GIVEN RECORDS —
━━━
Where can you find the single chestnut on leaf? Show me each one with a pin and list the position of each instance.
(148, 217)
━━━
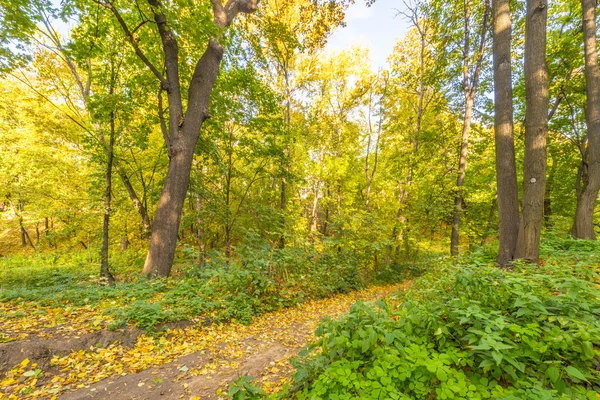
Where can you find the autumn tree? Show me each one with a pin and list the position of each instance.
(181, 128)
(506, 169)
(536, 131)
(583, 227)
━━━
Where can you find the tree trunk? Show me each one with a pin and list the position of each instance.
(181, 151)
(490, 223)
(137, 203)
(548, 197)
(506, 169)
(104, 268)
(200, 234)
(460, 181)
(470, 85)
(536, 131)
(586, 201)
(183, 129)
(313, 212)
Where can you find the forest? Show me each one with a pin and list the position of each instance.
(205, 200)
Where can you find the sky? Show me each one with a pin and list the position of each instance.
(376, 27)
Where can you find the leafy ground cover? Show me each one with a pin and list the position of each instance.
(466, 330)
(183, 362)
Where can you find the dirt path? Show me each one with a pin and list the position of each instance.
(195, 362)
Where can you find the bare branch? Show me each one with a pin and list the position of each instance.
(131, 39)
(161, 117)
━━━
Return every line of the rows above that contains the word "tree", copying each one in full.

SOLVED EXERCISE —
Where can you find the autumn tree? Show me each one with a pin and list the position of each instance.
Where can you find the tree trunk? Show me each one with a pin and list the position of each instance.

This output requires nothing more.